Request 1: Copy the rows word for word, starting at the line with "of the shoreline" and ending at the line with "x=842, y=107", both included.

Extract:
▬▬▬

Dataset Edit Performance Improvements
What this PR does / why we need it: These PR includes multiple changes to the UpdateDatasetVersionCommand to improve the performance/scalability when editing dataset with large numbers of files. Key changes include:
- Adding a feature flag to allow disabling the edit-draft logging (separate log files that report changes being made by the current user)
- Changing functionality to not update the lastmodifieddate on existing files (since they do not change)
- The DatasetVersionDifference optimizations from #10818 (only improves time when edit-draft reporting is still enabled)
- Doing an initial merge of the dataset and avoiding subsequent merge/flush operations
Which issue(s) this PR closes:
Closes #10138
Special notes for your reviewer: In my testing on a dataset with 10K files, the time required for the UpdateDatasetVersionCommand in the DatasetPage.save() method to complete (as measured by logging in the save method) when a one char change to the description was made was averaging ~30 seconds. With all the changes in the PR, it now takes ~12-13 seconds. In general, verifying the impact of individual changes is hard:
- I see variations of ~2 seconds between repeat runs
- The first run after deployment can be ~3-4 seconds longer
- Simply logging the time a statement takes can be misleading: in one iteration, I saw that calculating the md5 hash of the :CVocConf setting was taking 2 seconds! While moving the retrieval of that setting as in the PR reduced that time to a ~1ms and produced an overall improvement, the overall change was much smaller than 2 seconds - looks like parallel operations were just slowing that step.
- Similarly, while #10818 reduced the difference time from ~12 seconds to < 1 sec when run after operations, trying to do it early led to a ~4-5 second run time - my guess is that some of the time is in lazy loading elements used in the differencing, but I'm not sure.
That said, I would estimate that the first two changes contribute ~4 second reductions each (the feature flag would save 12 seconds, but the differencing PR saves ~ 8 seconds there).
Suggestions on how to test this: All the automated tests should pass, any/all variants of making changes to a dataset should work as before, there should be no changes w.r.t. the db-level updates except for the change to not update datafile lastmodified dates. Performance should be improved overall and scaling should be improved. The simplest way to test that might be to turn on fine logging for the DatasetPage where I've added logging of the time to run the update command. (Note that the overall time seen in the UI includes both the time to save the changes and the time to reload the page. The latter, with 10K files is still many seconds and hasn't been improved in this PR.
Does this PR introduce a user interface change? If mockups are available, please link/include them here:
Is there a release notes update needed for this change?: Probably one for any/all performance updates going into 6.5 along with announcing the feature flag and change to file last modified behavior.
Additional documentation: to be added

▬▬▬

Request 2:
Answer these questions from the pull request description.
(a) How many files were in the dataset used for testing?
(b) Which issue number does the pull request close?
(c) Which version are the performance updates going into?

▬▬▬

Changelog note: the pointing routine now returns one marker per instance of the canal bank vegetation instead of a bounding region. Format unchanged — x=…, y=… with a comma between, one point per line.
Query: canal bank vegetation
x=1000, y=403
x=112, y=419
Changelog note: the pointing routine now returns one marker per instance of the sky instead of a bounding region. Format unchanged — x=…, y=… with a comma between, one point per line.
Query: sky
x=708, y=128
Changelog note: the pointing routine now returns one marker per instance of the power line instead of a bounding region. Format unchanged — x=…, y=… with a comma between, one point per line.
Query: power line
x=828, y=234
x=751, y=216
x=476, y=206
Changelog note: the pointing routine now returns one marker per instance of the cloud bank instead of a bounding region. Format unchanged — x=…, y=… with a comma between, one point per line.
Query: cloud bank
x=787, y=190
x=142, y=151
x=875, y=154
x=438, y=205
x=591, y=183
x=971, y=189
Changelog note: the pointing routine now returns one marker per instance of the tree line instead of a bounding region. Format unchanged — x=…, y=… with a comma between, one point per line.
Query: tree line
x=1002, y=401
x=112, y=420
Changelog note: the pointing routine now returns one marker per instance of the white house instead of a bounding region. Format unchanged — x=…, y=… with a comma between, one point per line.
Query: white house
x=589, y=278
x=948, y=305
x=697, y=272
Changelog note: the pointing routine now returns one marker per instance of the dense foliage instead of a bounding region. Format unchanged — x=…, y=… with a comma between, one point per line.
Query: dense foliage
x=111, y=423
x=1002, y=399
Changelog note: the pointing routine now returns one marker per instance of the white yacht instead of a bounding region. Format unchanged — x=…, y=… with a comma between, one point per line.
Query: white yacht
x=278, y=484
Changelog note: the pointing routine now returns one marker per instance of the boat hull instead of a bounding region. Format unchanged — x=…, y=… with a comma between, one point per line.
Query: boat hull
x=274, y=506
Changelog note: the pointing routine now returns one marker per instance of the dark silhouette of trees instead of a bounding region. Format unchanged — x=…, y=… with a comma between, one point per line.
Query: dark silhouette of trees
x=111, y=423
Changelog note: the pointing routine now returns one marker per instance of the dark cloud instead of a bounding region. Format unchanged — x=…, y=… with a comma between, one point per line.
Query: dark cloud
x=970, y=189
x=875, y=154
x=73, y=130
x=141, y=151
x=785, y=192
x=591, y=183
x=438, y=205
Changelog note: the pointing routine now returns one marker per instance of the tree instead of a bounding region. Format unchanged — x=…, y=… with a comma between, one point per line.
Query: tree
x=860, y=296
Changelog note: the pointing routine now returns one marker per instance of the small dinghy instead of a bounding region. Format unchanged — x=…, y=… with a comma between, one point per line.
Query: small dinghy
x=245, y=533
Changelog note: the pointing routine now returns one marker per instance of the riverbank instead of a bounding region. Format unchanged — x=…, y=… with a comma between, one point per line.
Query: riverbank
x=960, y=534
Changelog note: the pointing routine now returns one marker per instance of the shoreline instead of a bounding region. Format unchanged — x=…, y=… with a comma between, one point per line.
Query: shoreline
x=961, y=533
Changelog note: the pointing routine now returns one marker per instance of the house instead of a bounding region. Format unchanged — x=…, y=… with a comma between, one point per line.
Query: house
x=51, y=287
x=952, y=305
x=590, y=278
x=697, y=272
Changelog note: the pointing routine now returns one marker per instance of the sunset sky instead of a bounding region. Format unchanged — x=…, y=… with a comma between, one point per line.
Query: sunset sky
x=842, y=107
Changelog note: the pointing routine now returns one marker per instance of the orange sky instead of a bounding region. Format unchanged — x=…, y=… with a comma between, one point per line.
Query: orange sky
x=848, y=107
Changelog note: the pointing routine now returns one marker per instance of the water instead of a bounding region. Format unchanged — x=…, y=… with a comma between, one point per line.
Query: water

▬▬▬

Correct result 1:
Changelog note: the pointing routine now returns one marker per instance of the shoreline instead of a bounding region. Format unchanged — x=…, y=… with a comma between, one point per line.
Query: shoreline
x=961, y=533
Changelog note: the pointing routine now returns one marker per instance of the house instead of a bounding region. Format unchanged — x=…, y=… with a comma between, one point per line.
Query: house
x=51, y=287
x=952, y=305
x=590, y=278
x=697, y=272
Changelog note: the pointing routine now returns one marker per instance of the sunset sky instead of a bounding region. Format unchanged — x=…, y=… with a comma between, one point per line.
Query: sunset sky
x=842, y=107

Correct result 2:
(a) 10K files
(b) #10138
(c) 6.5